Exercise requirements:
Write the next few paragraphs of the opinion piece on Ireland and the liberal world order, starting right after its final sentence.
* START Supplied text *
Greenland. Gaza. Ukraine, Maduro, Iran. History is not so much “returning” as kicking in the door with a hatchet.
The geopolitical Goldilocks zone Ireland slipped into after the Cold War (the one many readers of this publication love to backtalk) is stuttering yet I think now is the worst time to start popping champagne.
The multilateral golden era of Ireland Inc., for all its failings, is approaching either its expiry date or a decisive fork in the road. Some on the right imagine this means a Soviet-style collapse of liberal governance: a dramatic unmasking or a moment of national rebirth.
The reality is likely to be more banal yet more frightening for this island.
Firstly, some home truths are in order.
Liberalism works.
Not perfectly, not everywhere but it works. It has worked in Ireland even with all the Whiggish mistruths and anglophile origins, and it has worked globally, with caveats that serious people can and should debate, race/ religion/ resources/ geopolitics.
Free (or free-ish) markets. Transparent administration. Capital mobility. The rule of law acting as a restraint on narcissistic, vainglorious nationalism or oligarchic cliques. The ability of the young and innovative to chart their own destiny.
Ireland is a textbook case of what happens when a small state plugs itself, intelligently, into a rules-based international system which in material terms acts as a counterexample for contrarian ‘right-wing socialist’ takes.
We went from an emigration-ridden backwater complete with a romantic nationalism grinding itself into the wall through car bombs in Belfast to one of the richest countries in Europe. Liberal revisionists lean on this point because, irritatingly, it is largely true and right-wingers serious about their trade on these shores should imbibe it-though clarifying that none of it would be possible without Irish independence or the positive legacy of social Catholicism.
* END Supplied text *
* START Dataset rows *
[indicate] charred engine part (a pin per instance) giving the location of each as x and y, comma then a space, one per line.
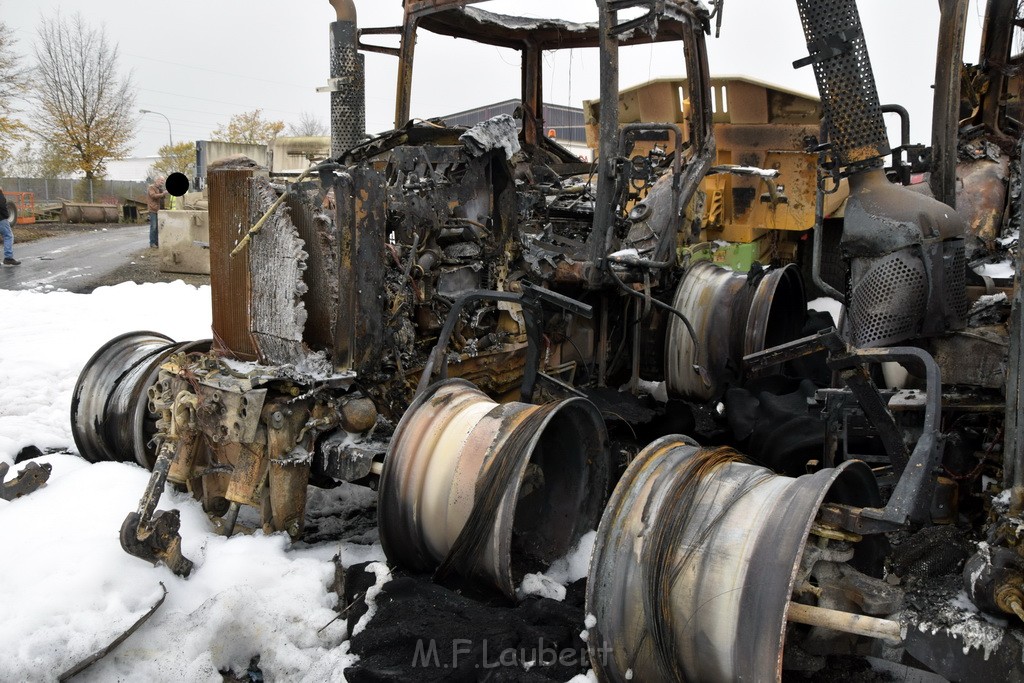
993, 579
111, 417
905, 251
347, 84
31, 477
235, 434
487, 491
700, 559
914, 470
531, 300
735, 314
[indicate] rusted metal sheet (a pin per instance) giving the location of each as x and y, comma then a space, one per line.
360, 268
976, 356
316, 228
981, 197
276, 261
370, 214
230, 188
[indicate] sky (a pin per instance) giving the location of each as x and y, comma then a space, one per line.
199, 61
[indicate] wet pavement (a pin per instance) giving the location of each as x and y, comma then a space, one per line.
74, 261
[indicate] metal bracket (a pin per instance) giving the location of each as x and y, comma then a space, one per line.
910, 500
29, 479
532, 300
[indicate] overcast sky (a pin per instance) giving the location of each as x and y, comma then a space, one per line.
199, 61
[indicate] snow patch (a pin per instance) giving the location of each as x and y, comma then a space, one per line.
383, 575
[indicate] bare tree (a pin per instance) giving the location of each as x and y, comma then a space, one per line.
309, 125
85, 112
249, 128
13, 84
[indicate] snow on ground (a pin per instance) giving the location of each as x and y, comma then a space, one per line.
68, 589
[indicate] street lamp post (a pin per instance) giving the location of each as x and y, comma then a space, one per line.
170, 136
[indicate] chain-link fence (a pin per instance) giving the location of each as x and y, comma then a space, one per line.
54, 189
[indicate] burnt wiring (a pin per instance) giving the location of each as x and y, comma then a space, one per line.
660, 304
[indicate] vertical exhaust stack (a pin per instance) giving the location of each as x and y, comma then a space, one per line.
905, 251
348, 118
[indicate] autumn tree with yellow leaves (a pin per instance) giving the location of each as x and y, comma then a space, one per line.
85, 108
249, 128
13, 84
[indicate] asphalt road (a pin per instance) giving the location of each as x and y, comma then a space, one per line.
73, 261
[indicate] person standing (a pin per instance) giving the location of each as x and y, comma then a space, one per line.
6, 232
155, 197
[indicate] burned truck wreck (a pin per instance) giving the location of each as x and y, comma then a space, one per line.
471, 321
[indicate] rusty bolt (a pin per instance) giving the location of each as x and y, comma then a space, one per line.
358, 415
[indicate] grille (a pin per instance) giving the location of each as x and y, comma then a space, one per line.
849, 96
887, 304
347, 104
954, 261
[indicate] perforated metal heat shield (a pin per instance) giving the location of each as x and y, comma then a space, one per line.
348, 118
893, 298
849, 96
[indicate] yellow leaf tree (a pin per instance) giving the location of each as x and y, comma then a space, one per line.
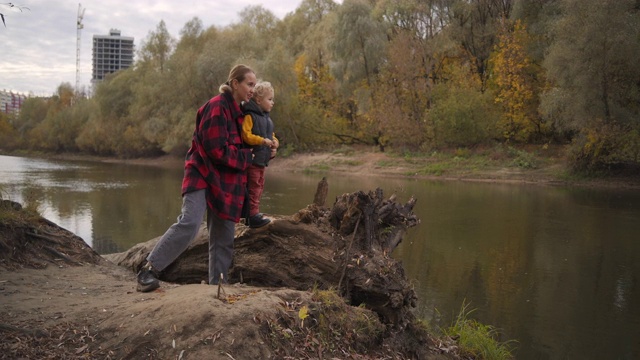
* END Dataset rows *
Task answer:
Think you have it bad renting in Portobello on a €60k office job with two holidays a year? Your (grand)parents were laying tarmac in Birmingham.
Dislike Google, Apple, and Facebook propping up the Exchequer with tens of billions annually? Fine. But be honest about the likely alternative, which many in ‘Based’ Eastern Europe face: a gombeen-ridden parish economy that exports ambition and rewards scummy clientelist elites.
None of this means the liberalisation path Ireland took was the only possible route, or even the optimal one. That debate is legitimate. I won’t pretend that 10,000 abortions per annum, Aisling Murphy, or the genital mutilation of children is defensible.
What is not legitimate is the willful blindness of much of the contemporary Irish right to the national self-interest embedded in multilateral liberalism and to the real, material gains it delivered.
If and when multilateral liberalism fractures, it will be extraordinarily difficult to recreate its benefits.
A United States willing to flood your economy with capital, a security umbrella, while extending diaspora-driven goodwill.
A United Kingdom constrained from using Ireland as a post-colonial plaything by a rules-based order rather than raw interest over the North
A Northern Ireland where retrograde tribal bloodshed is neutralised by shared prosperity.
A European Union of CAP and open markets in Ireland’s corner over Brexit rather than the defensive geopolitical bloc it will now have to evolve into.
Ireland being able to pursue an impactful anti-Zionist position despite a dependency on the United States through proceduralism of the ICC, EU and UN.
These were not natural conditions. They were historical anomalies by Irish standards and conditions Eastern and Southern Europeans would hack off limbs to obtain even half of.
Twenty years from now, when a future Taoiseach is scrambling to replace the wreckage of the Silicon Docklands by hammering out deals in Doha or Beijing or offering free visas to New Delhi or Abuja, partners far less sentimental about Irish sovereignty than Washington ever was, it may be worth remembering how easy things once were in the 1990s, 2000s, and 2010s.
Multilateralism was not moral perfection. But it was a machine that worked.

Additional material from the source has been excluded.